» **WHAT TO DO**
(A) According to the text on Ralph Barnaby, in what year did he retire from the Navy?
(B) Please write out the text on Ralph Barnaby between "In 1917, after" and "to this day.", inclusive, switching "inspector" to "examiner".
(C) Proceed with the text on Ralph Barnaby from the point where it stops.

** START TEXT SHOWN **

In the summer of 1909 he designed and built a working glider and made several successful flights in it. He based the glider entirely on plans and pictures of the gliders of Otto Lilienthal, the German who was the world's first true aviator Ralph Barnaby had never seen a glider in real life.

In 1910 he met the Wrights, and after high school he attended Columbia University majoring in mechanical engineering. During that time he was active in the MOdel Aero Club, a Club that attracted many early aviators and also allowed Barnaby the chance to meet Alexander Graham Bell and Hudson Maxim (inventor of Silencers for firearms).

In 1917, after a two-year stint as an engineer for the Elco Boat Works. Barnaby entered the U.S. Navy.Though he wanted to be a flier he ended up as an airplane inspector, going to Europe during World War I to investigate parts shortages. There he uncovered a foul-up of shipping and supplying errors and even sabotage that kept American aircraft on the ground and out of the skies. After the war he remained in the Navy, eventually becoming a pilot of powered airplanes, though his first love continued to be gliders. Barnaby remained in the Navy until his retirement in 1947 and during his service instituted the Army-Navy Standardization Board, which continues to this day.

The last of Captain Barnaby's aviation impressions was when he worked at the Franklin Institute in Philadelphia, Pa. as the curator of aeronautics, where his job is to preserve all the notebooks and artifacts bequeathed by his old friend Orville Wright to the Institute at his death in 1948. The then 85-year-old Barnaby was interviewed for OMNI in 1978 by fellow Early Bird pilot Paul Garber, historian Emeritus of the National Air and Space Museum at the Smithsonian Institution in Washington, D.C.

** END TEXT SHOWN **
** START DATASET EXCERPTS **

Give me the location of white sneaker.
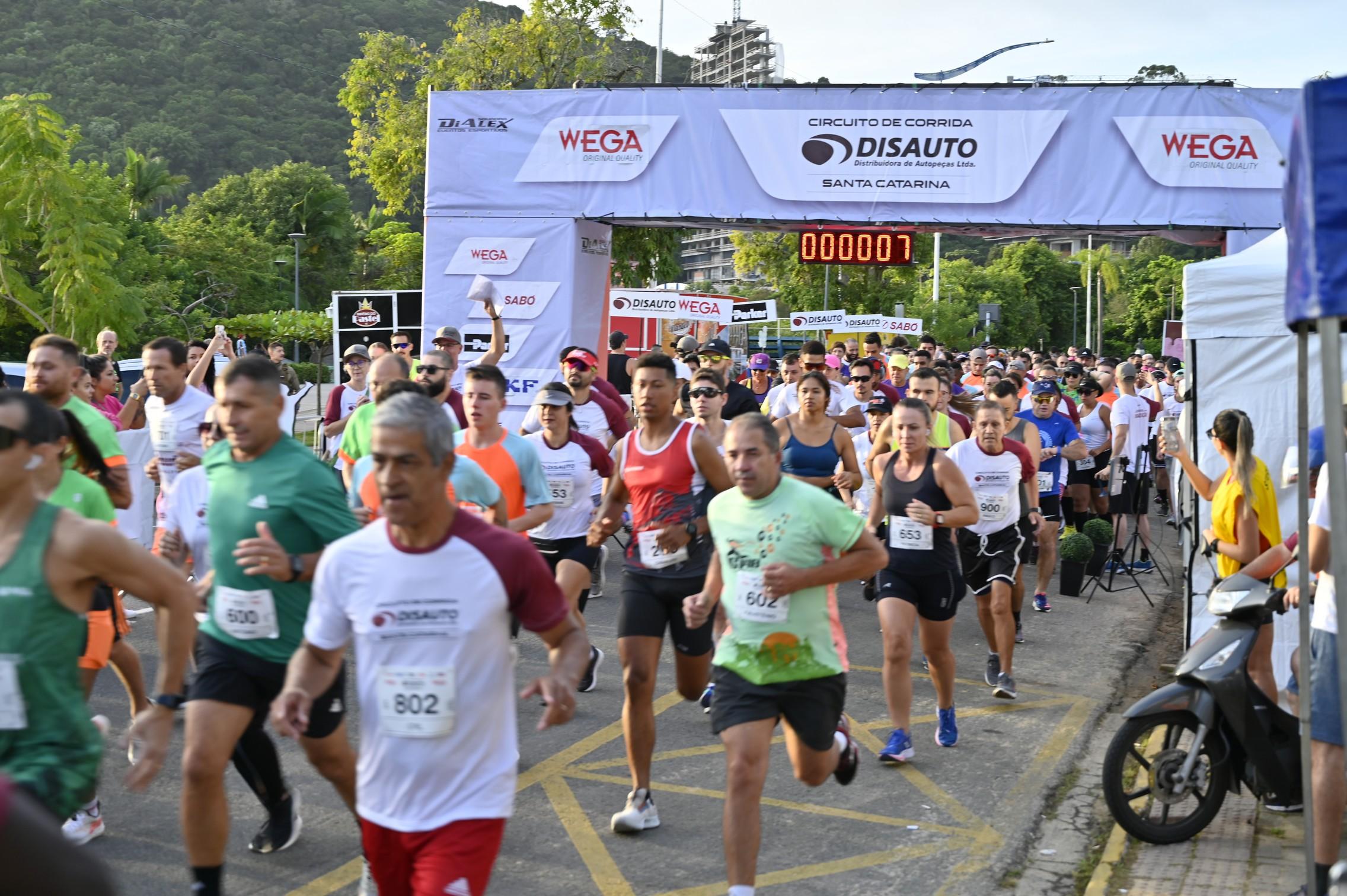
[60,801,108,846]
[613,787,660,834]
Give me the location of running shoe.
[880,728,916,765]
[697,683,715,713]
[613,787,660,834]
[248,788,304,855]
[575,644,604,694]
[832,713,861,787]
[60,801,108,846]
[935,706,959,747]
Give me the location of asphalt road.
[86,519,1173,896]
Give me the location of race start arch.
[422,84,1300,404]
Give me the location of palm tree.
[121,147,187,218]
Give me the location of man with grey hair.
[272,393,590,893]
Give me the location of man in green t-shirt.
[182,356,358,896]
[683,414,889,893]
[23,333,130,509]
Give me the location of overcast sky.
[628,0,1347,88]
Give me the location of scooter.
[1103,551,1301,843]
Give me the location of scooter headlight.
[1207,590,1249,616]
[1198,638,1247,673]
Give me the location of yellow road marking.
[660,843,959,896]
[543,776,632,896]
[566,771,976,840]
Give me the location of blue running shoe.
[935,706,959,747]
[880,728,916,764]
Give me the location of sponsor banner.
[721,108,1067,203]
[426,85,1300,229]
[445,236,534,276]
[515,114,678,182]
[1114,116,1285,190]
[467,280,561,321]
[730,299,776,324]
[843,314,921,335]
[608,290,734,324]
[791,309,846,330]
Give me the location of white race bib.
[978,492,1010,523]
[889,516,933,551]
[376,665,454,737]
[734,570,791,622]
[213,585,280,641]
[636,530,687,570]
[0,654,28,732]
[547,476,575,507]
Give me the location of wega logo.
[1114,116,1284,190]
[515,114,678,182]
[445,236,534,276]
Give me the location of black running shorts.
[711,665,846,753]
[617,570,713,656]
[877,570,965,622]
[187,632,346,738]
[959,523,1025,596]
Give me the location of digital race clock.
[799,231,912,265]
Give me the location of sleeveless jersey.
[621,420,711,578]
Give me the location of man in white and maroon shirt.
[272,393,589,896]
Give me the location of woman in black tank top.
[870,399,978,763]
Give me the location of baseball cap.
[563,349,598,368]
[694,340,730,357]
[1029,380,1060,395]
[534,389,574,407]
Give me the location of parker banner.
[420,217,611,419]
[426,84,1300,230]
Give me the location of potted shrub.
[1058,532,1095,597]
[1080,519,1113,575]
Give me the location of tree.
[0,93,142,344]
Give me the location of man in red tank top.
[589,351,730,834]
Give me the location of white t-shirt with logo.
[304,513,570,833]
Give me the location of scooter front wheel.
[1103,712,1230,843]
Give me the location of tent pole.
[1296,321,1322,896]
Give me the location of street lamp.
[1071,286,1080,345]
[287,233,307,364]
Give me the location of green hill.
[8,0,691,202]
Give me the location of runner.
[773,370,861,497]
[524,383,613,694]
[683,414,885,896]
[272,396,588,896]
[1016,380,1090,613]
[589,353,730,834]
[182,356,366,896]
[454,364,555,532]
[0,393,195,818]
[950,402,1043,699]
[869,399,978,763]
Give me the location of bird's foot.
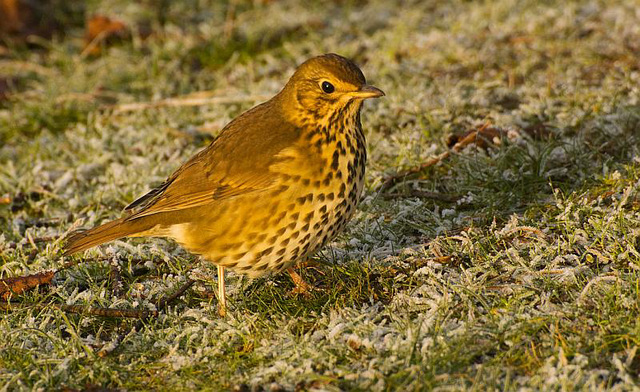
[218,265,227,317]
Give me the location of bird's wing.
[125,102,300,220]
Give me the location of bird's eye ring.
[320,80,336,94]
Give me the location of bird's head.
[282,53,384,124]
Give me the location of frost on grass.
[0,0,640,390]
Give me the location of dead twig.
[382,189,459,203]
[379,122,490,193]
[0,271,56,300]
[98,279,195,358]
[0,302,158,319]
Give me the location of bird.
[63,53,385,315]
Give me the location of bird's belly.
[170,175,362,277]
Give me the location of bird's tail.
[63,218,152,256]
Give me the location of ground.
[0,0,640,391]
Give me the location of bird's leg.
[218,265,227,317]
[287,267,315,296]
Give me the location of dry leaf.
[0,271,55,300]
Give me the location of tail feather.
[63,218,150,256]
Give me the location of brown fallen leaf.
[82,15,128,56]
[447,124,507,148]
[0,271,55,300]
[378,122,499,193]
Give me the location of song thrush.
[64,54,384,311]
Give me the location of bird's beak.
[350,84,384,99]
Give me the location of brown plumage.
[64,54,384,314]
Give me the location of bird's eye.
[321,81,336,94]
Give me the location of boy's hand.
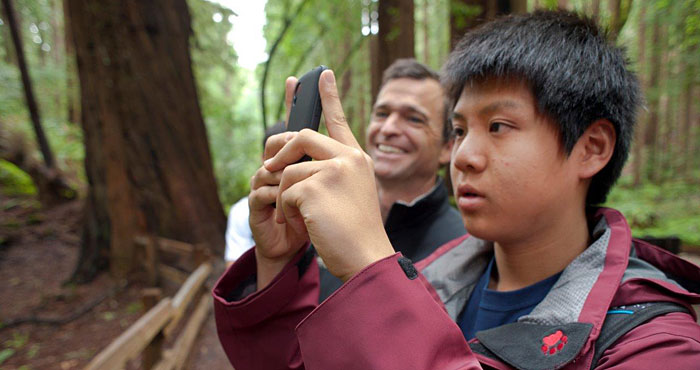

** END DATASET EXCERPTS **

» **PER-TASK OUTPUTS**
(A) 1947

(B)
In 1917, after a two-year stint as an engineer for the Elco Boat Works. Barnaby entered the U.S. Navy.Though he wanted to be a flier he ended up as an airplane examiner, going to Europe during World War I to investigate parts shortages. There he uncovered a foul-up of shipping and supplying errors and even sabotage that kept American aircraft on the ground and out of the skies. After the war he remained in the Navy, eventually becoming a pilot of powered airplanes, though his first love continued to be gliders. Barnaby remained in the Navy until his retirement in 1947 and during his service instituted the Army-Navy Standardization Board, which continues to this day.

(C)
Image of Ralph Barnaby

Q: What did you think of the Wright brothers?

A: They were wonderful men. And very fortunate in their choice of parents. Their father was Bishop Wright of the United Brethren Church. He was a very strict man and a man of definite principles and religious beliefs. Yet he felt that his boys should do what they wanted to do. They would come to him and say "I want to buy a bicycle." And he would say "Okay. When you have earned enough money to buy a bicycle, you buy a bicycle." He told them they could do anything they wanted, as long as they found the money to do it with. He wasn't going to finance them. And, as a matter of fact, that was one of their great characteristics. One of the biggest mysteries in aviation was that no one could find out who was financing the Wright brothers. Who was behind them? The truth was they never accepted a penny from anybody. Their bicycle shop supported them.

Q: I understand that the cost of the Kitty Hawk flier was less than a thousand dollars. including round trip tickets from Dayton, Ohio.

A: That's true. And yet a few years ago the Air Force Association wanted to have a replica made for the Kitty Hawk memorial. They canvassed the big aircraft companies, and the lowest bid they got Was One million dollars.

Q: What do you think was the most important factor in the Wrights being the first to fly?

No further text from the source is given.